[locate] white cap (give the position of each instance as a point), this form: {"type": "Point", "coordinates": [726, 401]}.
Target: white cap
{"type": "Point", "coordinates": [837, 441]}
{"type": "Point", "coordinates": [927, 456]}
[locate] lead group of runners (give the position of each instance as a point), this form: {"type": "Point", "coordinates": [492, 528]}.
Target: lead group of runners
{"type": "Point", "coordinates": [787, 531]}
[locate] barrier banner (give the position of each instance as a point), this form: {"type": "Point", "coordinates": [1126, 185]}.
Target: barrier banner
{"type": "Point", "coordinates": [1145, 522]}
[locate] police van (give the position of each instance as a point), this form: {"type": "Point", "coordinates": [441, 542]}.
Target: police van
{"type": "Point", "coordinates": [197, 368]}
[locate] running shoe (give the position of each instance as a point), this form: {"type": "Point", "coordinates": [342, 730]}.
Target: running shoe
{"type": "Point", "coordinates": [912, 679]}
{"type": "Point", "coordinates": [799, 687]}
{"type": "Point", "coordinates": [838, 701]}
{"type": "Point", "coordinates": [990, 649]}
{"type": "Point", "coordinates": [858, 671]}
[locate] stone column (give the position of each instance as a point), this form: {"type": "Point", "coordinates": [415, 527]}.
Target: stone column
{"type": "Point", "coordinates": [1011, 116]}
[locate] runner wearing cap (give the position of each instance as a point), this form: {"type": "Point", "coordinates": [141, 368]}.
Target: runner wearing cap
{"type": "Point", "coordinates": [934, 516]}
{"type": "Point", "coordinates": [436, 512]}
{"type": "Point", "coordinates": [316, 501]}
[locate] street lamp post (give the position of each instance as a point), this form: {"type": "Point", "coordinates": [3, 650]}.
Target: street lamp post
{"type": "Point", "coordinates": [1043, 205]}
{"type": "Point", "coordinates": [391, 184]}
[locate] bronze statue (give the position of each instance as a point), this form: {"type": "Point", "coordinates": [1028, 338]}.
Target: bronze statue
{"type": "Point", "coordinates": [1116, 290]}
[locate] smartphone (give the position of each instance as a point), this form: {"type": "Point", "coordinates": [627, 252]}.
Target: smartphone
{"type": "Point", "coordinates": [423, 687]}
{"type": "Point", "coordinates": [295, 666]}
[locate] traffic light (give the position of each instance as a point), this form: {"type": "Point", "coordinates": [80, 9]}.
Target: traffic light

**PROMPT:** Lines of the material in which the word "traffic" occurs are to be copied out.

**TASK OUTPUT:**
[locate] traffic light (give the position of each instance as a point), this form: {"type": "Point", "coordinates": [80, 9]}.
Target: traffic light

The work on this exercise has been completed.